Start of Stored records
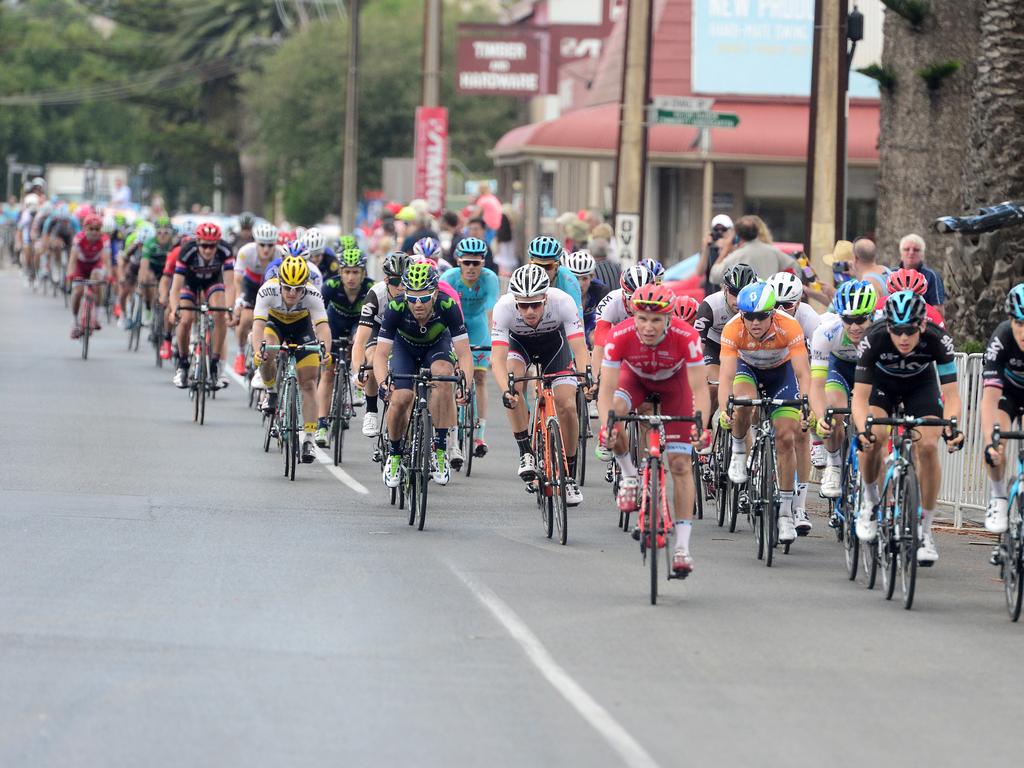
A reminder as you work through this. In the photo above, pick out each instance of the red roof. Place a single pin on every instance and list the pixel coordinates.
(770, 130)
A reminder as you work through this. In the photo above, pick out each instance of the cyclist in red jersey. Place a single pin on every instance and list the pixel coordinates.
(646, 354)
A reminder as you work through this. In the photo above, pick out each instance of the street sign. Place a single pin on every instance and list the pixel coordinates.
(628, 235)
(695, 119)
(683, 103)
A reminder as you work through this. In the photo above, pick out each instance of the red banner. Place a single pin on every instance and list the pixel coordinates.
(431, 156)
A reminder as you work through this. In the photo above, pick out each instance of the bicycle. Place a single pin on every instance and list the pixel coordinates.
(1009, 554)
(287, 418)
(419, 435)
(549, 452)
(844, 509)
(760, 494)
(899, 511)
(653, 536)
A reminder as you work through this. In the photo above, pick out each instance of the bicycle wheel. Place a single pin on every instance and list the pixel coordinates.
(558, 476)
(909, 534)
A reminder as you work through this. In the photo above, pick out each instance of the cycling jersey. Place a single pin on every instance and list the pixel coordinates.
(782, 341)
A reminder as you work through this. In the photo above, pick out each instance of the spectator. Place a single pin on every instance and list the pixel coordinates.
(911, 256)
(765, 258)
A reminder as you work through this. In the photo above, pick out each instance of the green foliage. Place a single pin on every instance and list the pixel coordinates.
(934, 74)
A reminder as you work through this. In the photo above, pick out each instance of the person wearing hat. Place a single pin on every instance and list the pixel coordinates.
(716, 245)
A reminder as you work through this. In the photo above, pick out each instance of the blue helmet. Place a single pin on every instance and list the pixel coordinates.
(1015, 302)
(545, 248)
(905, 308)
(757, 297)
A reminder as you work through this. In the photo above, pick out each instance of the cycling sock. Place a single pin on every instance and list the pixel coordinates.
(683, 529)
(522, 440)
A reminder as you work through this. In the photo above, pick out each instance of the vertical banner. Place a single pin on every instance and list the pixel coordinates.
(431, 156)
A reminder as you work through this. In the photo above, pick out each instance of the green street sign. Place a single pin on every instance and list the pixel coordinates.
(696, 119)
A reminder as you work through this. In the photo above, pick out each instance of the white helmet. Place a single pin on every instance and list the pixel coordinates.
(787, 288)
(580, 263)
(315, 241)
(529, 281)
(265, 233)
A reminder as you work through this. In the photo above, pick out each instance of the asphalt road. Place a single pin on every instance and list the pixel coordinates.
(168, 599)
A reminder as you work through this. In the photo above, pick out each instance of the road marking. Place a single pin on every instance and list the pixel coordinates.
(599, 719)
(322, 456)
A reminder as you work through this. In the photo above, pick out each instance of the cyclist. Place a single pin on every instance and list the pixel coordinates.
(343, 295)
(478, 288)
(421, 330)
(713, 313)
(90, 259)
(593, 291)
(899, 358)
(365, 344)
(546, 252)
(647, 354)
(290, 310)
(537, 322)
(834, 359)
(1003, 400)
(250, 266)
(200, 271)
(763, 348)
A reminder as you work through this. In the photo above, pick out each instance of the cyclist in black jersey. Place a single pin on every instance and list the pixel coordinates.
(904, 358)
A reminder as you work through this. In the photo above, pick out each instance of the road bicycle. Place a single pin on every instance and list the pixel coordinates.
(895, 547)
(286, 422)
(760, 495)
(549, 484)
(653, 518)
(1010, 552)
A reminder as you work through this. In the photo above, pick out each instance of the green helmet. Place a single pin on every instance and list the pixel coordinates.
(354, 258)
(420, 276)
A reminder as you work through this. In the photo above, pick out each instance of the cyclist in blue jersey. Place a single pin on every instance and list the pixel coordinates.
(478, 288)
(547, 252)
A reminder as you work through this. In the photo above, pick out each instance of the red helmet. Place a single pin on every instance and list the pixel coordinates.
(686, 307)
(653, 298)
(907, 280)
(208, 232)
End of Stored records
Start of Stored records
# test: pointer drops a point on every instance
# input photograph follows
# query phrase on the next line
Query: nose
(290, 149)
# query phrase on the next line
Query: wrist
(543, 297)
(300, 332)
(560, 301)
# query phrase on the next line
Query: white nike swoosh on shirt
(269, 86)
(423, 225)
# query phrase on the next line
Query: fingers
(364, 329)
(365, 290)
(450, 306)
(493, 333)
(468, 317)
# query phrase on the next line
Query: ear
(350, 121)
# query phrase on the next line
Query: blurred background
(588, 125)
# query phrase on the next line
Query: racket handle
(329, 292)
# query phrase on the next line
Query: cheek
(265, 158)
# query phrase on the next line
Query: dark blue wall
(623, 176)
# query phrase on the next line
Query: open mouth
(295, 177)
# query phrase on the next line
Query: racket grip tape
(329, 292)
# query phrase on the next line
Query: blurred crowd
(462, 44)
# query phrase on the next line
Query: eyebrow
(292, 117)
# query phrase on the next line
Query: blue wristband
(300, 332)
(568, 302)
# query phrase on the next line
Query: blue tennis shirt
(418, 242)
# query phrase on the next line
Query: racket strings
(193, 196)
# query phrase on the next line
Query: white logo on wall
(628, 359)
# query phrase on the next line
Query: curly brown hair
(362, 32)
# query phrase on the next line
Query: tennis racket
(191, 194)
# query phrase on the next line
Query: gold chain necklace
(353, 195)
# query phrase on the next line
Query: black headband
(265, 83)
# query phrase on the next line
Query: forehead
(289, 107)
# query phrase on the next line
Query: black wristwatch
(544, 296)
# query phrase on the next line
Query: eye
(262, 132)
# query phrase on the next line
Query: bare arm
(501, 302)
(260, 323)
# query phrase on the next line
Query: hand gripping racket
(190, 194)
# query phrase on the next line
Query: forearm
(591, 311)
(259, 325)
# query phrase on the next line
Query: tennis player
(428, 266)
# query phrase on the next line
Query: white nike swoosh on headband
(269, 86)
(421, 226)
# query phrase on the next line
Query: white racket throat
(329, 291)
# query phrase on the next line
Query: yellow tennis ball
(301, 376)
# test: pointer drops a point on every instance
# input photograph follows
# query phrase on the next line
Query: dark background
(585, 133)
End of Stored records
* _Required work_
Pull out each line from the records above that contains the word "white".

* _Solution for this problem_
A reminder as you work through this. In the photo above, pick out each instance of the white helmet. Place a single pin on every instance and list the pixel coordinates.
Query: white nike swoosh on shirt
Query: white logo on wall
Query: white nike swoosh on headband
Query: white racket throat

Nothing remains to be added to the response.